**STATED TASK:** Convert every line of the items below into a JSON array of strings, with one string per line and no entries for blank lines.

**INFORMATION SUPPLIED:**
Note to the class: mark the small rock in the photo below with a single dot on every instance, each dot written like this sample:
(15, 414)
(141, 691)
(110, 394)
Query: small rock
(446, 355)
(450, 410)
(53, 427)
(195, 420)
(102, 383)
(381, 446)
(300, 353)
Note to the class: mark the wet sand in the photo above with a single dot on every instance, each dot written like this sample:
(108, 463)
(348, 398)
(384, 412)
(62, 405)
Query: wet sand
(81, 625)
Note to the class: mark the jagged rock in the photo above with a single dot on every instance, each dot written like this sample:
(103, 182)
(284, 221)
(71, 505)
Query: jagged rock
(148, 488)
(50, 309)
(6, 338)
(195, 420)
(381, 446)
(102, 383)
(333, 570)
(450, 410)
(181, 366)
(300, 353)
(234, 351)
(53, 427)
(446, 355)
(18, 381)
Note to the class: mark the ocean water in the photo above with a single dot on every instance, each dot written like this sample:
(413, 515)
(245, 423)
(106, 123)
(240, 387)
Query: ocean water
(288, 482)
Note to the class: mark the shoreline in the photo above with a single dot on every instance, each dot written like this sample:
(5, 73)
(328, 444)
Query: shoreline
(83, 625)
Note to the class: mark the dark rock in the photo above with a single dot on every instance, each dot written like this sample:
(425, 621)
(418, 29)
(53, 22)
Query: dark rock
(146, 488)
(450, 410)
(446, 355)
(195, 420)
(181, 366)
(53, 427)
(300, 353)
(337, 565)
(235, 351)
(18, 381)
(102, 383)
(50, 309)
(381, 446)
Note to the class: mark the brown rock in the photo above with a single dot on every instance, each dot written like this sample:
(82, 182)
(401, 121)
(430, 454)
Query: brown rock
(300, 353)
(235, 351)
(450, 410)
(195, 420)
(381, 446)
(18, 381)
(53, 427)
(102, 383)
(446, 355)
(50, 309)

**THE OUTPUT:**
[
  "Note to the class: mark the small rock in the photo below with a single dot on every instance, each dot written like this sample:",
  "(15, 414)",
  "(141, 691)",
  "(110, 394)",
  "Query: small rock",
  "(446, 355)",
  "(450, 410)",
  "(53, 427)",
  "(195, 420)",
  "(102, 383)",
  "(381, 446)",
  "(300, 353)",
  "Note to the class: mark the wet sand in the photo above with a single dot on every instance, each dot written like this sample:",
  "(108, 463)",
  "(348, 398)",
  "(384, 412)",
  "(62, 405)",
  "Query: wet sand",
  "(81, 625)",
  "Note to the class: mark the jagged rock in the photo above with a single dot on every instance, each dot written like this sample:",
  "(103, 182)",
  "(284, 221)",
  "(71, 505)",
  "Query: jagged rock",
  "(148, 488)",
  "(50, 309)",
  "(6, 338)",
  "(195, 420)",
  "(381, 446)",
  "(102, 383)",
  "(333, 570)",
  "(450, 410)",
  "(181, 366)",
  "(300, 353)",
  "(234, 351)",
  "(53, 427)",
  "(446, 355)",
  "(18, 381)",
  "Note to the class: mark the ocean water in the photo above with a single dot on every instance, each dot written like this sample:",
  "(413, 515)",
  "(245, 423)",
  "(106, 123)",
  "(240, 387)",
  "Query: ocean water",
  "(288, 482)",
  "Note to the class: mark the shoreline in the photo above with a single dot on every instance, each dot written like this sample:",
  "(5, 73)",
  "(328, 444)",
  "Query: shoreline",
  "(83, 625)",
  "Note to the class: mark the dark rock in the photo above with a single dot on every instance, each dot written like this sample:",
  "(425, 621)",
  "(418, 29)",
  "(53, 22)",
  "Query: dark rock",
  "(146, 488)",
  "(450, 410)",
  "(446, 355)",
  "(195, 420)",
  "(181, 366)",
  "(53, 427)",
  "(300, 353)",
  "(337, 565)",
  "(235, 351)",
  "(18, 381)",
  "(102, 383)",
  "(50, 309)",
  "(381, 446)",
  "Note to the class: mark the brown rock in the photo above with a single dot on every instance, each dot written like this sample:",
  "(82, 182)",
  "(401, 121)",
  "(430, 454)",
  "Query: brown rock",
  "(300, 353)",
  "(235, 351)",
  "(450, 410)",
  "(195, 420)",
  "(381, 446)",
  "(18, 381)",
  "(53, 427)",
  "(102, 383)",
  "(446, 355)",
  "(50, 309)"
]